Exercise: Write out the rows below as a numbered list, one line per number, skipping any blank lines. Leave out the pictures.
::::::::::
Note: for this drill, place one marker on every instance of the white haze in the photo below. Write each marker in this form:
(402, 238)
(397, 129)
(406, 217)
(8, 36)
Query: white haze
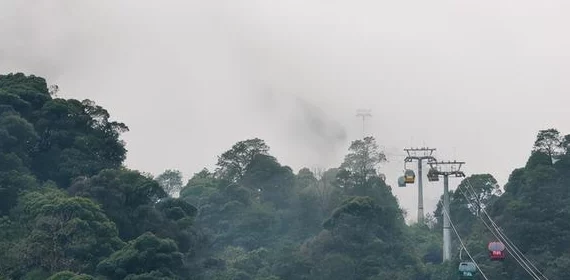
::::::::::
Answer in full:
1. Note: for this drill, place one marker on every instance of the white haze in the photo below. Write each marker in this form:
2. (402, 238)
3. (397, 129)
4. (406, 217)
5. (8, 36)
6. Query: white haze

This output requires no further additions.